PROBLEM 1 — In the excerpt on the repeated-character prompt, copy the passage from "As someone on" up to and including "letter will work.", substituting "symbol" for "letter".
PROBLEM 2 — Proceed with the excerpt on the repeated-character prompt, picking up after its final sentence.

EXCERPT TO READ —
______________________________
With GPT-4, if you use more “ a” characters (eg 3000 of them), it will reproduce step 3 above, but not the more interesting steps 1-2.
With GPT-3.5, not all 1000 “ a” characters are needed. The exact threshold seems to be somewhere in the 300-400 range.
As someone on twitter discovered, you can get the model itself to “discover” this threshold by asking it to write “ a” many times. Example
The character does not have to be “ a”, any letter will work.
Probably many/most/all repeated tokens will work? People on twitter report that it must be a single token – repeating “ a b c” or the like fails.
It works in the API, not just chat.openai.com, though as noted above, the API ends the completion at step 2. So it affects apps exposing gpt-3.5-turbo to user input. As a test of this, I successfully used it in the Buzzfeed Influencer Quiz.
Bing
Someone on twitter reported it working on Bing Chat, producing an assistant character named “Alice” who works for “ABC company.”
______________________________
[Region pointing data]
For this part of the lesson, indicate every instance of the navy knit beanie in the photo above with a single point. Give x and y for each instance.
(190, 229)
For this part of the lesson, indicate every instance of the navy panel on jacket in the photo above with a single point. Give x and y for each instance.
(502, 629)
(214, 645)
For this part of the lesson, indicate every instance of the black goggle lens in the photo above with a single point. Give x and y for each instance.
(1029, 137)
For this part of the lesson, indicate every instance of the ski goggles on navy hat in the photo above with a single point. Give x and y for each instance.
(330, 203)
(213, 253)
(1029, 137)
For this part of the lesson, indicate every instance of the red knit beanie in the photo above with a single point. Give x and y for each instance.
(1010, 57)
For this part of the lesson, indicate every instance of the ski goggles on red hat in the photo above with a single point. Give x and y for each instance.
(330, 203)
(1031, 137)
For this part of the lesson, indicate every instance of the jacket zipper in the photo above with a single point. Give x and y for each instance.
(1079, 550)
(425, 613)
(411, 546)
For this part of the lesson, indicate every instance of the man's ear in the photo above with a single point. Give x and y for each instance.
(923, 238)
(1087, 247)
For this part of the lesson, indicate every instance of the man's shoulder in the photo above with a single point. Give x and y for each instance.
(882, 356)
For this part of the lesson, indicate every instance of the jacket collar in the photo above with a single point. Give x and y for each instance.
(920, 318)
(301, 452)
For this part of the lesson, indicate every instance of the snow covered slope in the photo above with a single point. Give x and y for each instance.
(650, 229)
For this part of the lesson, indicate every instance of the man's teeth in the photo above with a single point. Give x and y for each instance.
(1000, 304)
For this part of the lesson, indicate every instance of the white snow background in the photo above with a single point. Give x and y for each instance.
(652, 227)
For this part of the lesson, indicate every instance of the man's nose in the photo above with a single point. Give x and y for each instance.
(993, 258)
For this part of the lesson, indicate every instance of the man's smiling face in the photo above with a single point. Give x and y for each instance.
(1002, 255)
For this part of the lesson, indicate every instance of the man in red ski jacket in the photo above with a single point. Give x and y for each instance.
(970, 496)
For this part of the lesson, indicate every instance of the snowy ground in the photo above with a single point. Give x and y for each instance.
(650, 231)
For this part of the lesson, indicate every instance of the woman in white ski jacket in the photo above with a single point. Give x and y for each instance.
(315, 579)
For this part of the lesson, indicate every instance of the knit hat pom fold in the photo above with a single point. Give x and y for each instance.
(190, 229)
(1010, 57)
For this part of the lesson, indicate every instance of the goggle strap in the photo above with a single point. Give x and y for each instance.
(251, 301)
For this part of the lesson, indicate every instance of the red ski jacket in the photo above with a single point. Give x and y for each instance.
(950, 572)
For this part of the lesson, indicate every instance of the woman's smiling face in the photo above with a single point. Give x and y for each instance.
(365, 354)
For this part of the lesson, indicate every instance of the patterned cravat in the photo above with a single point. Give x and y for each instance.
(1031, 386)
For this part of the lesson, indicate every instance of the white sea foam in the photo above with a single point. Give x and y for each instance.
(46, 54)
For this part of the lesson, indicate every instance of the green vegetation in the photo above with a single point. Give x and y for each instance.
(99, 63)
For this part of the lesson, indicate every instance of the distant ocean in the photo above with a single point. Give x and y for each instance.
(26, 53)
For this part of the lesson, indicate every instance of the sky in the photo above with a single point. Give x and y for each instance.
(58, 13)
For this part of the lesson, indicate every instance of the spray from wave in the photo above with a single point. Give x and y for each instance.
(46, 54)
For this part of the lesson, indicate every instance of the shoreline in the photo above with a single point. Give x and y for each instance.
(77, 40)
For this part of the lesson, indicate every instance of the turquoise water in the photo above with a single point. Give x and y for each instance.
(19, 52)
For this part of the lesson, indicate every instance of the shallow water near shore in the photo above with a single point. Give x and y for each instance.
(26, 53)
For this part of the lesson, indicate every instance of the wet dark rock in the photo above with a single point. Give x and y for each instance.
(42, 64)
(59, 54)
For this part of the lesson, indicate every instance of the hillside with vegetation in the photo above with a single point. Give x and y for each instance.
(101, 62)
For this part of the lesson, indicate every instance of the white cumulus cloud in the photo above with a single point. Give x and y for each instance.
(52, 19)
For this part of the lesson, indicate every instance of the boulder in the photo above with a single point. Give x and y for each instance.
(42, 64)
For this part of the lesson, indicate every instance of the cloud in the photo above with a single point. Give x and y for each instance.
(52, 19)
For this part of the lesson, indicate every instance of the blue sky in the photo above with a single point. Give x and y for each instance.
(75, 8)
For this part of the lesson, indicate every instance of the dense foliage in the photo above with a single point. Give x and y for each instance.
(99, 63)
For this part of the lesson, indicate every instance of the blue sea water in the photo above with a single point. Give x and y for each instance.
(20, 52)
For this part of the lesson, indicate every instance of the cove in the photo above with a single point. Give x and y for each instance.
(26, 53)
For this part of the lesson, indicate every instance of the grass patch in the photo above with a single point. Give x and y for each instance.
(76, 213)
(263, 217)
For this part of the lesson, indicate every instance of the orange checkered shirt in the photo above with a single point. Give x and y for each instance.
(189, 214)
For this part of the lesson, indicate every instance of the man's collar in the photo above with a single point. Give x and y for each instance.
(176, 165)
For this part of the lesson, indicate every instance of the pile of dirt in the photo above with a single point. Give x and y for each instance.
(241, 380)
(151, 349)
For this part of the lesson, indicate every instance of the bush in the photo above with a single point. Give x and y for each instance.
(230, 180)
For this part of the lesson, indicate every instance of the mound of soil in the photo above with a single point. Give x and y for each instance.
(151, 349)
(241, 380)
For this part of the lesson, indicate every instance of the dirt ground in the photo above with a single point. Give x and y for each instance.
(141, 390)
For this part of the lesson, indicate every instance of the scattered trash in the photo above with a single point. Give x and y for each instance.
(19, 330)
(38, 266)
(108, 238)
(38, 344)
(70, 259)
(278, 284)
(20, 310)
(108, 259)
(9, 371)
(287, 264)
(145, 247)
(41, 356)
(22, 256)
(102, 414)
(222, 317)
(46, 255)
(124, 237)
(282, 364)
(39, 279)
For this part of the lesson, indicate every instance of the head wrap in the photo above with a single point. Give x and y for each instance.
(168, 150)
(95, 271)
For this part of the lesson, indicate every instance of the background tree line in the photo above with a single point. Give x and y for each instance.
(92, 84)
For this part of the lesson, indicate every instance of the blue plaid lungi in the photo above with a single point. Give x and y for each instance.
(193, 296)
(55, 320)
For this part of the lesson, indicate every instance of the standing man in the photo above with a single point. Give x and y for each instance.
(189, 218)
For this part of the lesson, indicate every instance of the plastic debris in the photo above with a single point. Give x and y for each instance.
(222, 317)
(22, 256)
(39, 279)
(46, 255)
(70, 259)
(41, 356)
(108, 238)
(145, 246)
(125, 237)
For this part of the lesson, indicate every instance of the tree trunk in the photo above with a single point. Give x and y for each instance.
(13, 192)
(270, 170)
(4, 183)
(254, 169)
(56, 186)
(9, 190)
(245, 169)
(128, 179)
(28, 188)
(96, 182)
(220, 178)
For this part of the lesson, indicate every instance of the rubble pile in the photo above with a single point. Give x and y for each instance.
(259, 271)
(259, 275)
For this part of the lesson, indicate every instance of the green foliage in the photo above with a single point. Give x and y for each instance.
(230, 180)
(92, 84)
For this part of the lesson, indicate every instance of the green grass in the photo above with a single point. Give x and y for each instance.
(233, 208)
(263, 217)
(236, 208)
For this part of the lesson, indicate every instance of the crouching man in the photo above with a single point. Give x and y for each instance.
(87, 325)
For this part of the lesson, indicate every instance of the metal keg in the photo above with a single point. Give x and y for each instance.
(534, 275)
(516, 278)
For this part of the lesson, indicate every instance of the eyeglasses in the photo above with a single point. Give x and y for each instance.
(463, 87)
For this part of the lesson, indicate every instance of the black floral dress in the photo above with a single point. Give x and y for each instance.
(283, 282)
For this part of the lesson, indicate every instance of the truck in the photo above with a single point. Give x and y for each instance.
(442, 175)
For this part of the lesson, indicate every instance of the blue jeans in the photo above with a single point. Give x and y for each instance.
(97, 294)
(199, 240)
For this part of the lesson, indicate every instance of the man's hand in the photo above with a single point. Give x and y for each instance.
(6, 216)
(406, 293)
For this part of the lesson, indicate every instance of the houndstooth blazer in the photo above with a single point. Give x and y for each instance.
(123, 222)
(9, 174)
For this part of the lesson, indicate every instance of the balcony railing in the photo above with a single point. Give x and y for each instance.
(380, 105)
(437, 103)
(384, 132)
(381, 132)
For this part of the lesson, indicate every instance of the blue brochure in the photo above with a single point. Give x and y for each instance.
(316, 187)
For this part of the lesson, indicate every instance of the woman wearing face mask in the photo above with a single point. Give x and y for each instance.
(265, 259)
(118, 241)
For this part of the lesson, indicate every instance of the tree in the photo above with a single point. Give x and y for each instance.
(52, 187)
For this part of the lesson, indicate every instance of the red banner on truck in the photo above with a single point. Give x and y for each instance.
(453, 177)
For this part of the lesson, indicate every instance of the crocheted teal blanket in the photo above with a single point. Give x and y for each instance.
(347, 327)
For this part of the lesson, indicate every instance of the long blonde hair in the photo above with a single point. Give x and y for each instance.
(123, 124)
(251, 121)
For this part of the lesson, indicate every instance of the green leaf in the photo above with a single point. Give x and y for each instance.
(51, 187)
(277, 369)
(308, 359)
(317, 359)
______________________________
YOUR RESPONSE 1 —
As someone on twitter discovered, you can get the model itself to “discover” this threshold by asking it to write “ a” many times. Example
The character does not have to be “ a”, any symbol will work.

YOUR RESPONSE 2 —
I tried this and got a Google Assistant-like character who believed it could pair with bluetooth speakers and play music through them.
This is similar to the behavior with GPT-4, except the chat tuning data looks more like digital assistant (and maybe call center?) data. That makes sense if Bing Chat is GPT-4, finetuned on this type of data.
It only works intermittently on Bing IME – you have to use the Creative mode, and then it only “works” some small fraction of the time.
Why does this work?
This is utterly mysterious to me.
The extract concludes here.